__Quoted passage__:

################

Jane Grigson's Fish Book - Jane Grigson [240]
Serves 4
500–750 g (1–1½ lb) smelts or other small fish
milk
seasoned flour
about 300 ml (10 fl oz) olive oil
1 medium carrot, sliced
1 medium onion, sliced
2 large cloves garlic, halved
125 ml (4 fl oz) wine vinegar
bouquet garni
salt, pepper, cayenne
an extra bay leaf
Dip the fish in milk, drain and coat them in flour, shaking off the surplus. Fry not too fast in half the oil, then transfer them to a serving dish when they are nicely browned. Refresh the oil with what remains and cook the vegetables and garlic until lightly coloured – do not allow the oil to overheat or blacken. Add the vinegar and the bouquet with 4 tablespoons of water. Simmer until the vegetables are cooked, then distribute them over the fish with salt, pepper and cayenne, and the extra bay leaf. Bring the liquid left in the pan to the boil and strain it carefully over the fish so as not to dislodge the decorative bits and pieces.
Leave to cool, then cover and chill. This keeps well for two days.
† SPRAT Sprattus sprattus
Although sprats may look – hopefully – like smelts, it is wise to distinguish between the two for culinary reasons. The sprat, being a member of the herring family, is rich in oil and therefore tastes best when grilled. The smelt, being related to the salmon family, is less rich and usually fried.
Confusing them is not, however, a matter of anxiety. For one thing, the sprat has a tubbier, more homely appearance. For another, it is by many times the more common of the two. According to official lists, over a million hundredweight of them are landed annually. Smelts do not even rate an individual mention.
As with sardines, there seems to be little point in attempting to gut sprats. If you do feel the need, extract what you can via the gills with a hairpin. If you slit their bellies they become raggedy as they cook. Make the grill very hot and give them 2–3 minutes a side. Serve with lemon quarters, or a piquant French mustard, bread and butter. They can be turned into an Escabèche like smelts (p. 490) but are better baked in a hot oven, then skinned and left to marinade in oil and lemon with plenty of chopped green herbs, including chives or spring onion.
Smoked sprats are also a bargain, most delicious. As they can be indigestible, I think they are best served as part of a mixed hors d’oeuvre. Skin and fillet them. Range them neatly in an oblong dish, or on a round one like spokes of a wheel, and pour a little dry white wine over them, then sprinkle with a very little salt and plenty of black pepper. They can also be heated quickly under the grill (skin them or not as you please – if skinned, they need brushing with clarified butter*). Serve with bread, butter and lemon wedges.

################

(Named-object pointing data)
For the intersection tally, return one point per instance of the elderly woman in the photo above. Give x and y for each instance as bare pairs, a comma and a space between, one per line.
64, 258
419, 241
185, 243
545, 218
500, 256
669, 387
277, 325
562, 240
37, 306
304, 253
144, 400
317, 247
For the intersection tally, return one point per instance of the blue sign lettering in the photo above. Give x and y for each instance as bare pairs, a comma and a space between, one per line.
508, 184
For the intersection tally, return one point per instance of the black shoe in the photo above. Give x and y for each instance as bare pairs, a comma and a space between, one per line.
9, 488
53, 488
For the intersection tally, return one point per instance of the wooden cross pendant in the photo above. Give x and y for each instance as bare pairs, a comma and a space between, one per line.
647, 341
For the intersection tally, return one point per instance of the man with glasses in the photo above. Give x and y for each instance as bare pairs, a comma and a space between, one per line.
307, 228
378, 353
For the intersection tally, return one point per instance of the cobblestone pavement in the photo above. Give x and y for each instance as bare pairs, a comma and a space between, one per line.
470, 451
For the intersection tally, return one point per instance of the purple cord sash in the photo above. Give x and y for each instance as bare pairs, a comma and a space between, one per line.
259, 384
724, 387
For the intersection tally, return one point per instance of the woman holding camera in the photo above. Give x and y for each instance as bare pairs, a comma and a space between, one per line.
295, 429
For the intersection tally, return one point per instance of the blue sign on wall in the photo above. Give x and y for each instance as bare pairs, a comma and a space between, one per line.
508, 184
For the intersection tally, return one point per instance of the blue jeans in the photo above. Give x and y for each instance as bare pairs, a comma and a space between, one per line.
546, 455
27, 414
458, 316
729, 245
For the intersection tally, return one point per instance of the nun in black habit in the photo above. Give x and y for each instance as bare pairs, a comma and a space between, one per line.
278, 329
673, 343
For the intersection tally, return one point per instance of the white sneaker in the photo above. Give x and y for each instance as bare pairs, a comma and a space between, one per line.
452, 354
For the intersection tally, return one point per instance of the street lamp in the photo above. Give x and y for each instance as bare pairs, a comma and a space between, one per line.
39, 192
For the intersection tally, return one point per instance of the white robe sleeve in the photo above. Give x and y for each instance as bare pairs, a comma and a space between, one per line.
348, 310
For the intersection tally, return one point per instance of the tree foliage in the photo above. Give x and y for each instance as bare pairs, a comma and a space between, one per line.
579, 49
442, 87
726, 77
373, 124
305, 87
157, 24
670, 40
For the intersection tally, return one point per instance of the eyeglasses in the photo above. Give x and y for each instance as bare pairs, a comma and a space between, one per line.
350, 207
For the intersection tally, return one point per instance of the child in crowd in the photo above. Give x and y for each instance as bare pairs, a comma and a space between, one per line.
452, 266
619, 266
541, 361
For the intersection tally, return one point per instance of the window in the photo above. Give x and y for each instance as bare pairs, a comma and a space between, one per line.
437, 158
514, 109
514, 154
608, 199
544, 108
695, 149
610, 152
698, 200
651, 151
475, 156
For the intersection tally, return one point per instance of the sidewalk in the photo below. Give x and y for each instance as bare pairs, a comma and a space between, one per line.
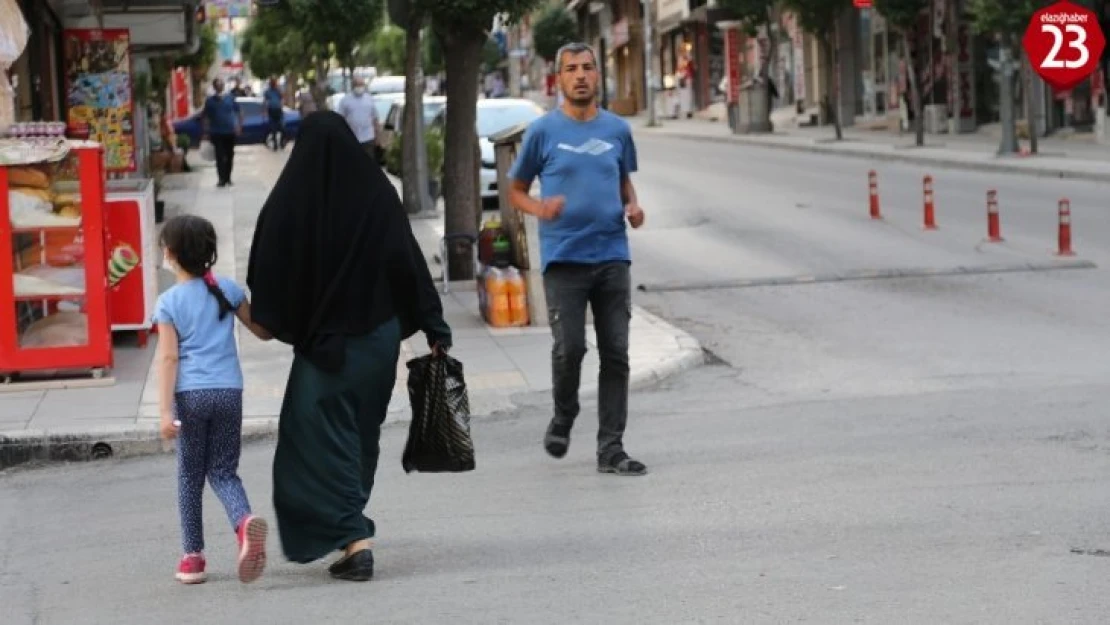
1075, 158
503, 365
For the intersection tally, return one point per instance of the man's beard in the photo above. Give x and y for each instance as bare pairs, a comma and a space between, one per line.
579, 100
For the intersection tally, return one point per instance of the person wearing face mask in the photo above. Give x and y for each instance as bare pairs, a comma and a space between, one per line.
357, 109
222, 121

################

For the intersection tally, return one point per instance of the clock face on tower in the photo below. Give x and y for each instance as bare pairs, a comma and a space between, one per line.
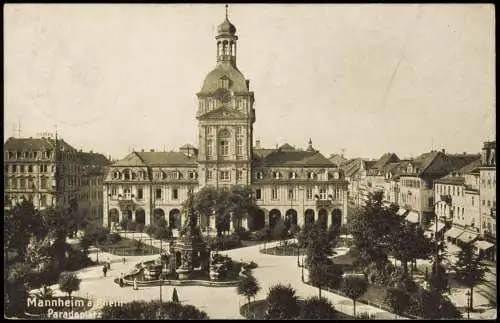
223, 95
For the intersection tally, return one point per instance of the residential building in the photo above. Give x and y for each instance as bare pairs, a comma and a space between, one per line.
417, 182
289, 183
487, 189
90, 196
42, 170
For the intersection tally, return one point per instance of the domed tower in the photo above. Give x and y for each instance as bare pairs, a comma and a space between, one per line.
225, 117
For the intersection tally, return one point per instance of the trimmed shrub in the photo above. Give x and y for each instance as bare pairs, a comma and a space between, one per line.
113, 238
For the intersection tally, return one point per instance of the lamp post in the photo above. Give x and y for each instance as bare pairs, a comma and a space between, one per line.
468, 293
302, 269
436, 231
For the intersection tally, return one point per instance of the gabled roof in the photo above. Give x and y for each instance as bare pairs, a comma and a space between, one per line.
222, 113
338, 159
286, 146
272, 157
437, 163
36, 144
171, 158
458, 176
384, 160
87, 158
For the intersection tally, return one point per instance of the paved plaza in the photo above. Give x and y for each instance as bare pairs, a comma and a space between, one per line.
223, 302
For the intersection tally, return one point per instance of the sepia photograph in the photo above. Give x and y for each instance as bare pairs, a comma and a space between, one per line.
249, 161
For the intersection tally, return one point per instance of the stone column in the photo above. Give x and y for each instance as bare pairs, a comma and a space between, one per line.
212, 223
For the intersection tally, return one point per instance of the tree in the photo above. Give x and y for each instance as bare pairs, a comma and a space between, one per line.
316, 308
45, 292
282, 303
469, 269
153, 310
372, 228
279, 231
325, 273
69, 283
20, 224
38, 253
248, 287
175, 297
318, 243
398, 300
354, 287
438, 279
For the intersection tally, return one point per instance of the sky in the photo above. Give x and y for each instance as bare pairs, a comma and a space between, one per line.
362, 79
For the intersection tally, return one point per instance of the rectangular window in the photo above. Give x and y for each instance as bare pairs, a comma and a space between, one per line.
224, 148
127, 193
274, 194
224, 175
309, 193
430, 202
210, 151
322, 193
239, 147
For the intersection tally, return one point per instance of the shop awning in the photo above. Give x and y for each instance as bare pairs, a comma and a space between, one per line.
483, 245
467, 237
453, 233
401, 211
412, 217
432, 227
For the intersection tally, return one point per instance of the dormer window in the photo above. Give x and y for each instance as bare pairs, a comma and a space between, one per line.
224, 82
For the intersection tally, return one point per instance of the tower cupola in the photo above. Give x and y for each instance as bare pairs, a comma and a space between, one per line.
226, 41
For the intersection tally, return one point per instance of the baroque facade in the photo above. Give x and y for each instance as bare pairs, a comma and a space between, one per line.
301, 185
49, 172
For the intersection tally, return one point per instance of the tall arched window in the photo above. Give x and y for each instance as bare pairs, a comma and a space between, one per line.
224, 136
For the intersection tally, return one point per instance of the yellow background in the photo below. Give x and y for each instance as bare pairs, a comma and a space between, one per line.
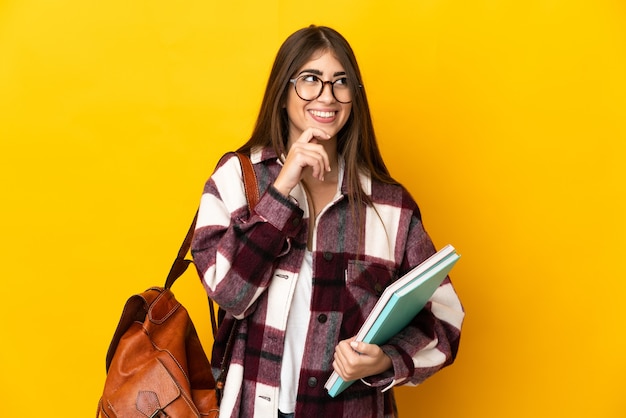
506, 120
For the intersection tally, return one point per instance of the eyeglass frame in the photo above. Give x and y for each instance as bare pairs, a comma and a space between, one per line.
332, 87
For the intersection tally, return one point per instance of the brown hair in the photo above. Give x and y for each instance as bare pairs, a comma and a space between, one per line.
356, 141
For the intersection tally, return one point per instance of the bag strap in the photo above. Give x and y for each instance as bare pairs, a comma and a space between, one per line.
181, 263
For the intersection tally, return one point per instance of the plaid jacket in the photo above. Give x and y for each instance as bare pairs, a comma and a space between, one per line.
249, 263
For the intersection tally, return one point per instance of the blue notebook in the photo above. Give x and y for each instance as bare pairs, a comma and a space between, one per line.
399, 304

################

__Exercise objective__:
Answer these questions on the fish passage:
1. How long does the chilled smelt dish keep?
2. Which family does the sprat belong to?
3. How many minutes a side should sprats get under the grill?

__Exercise output__:
1. Two days.
2. The herring family.
3. 2–3 minutes a side.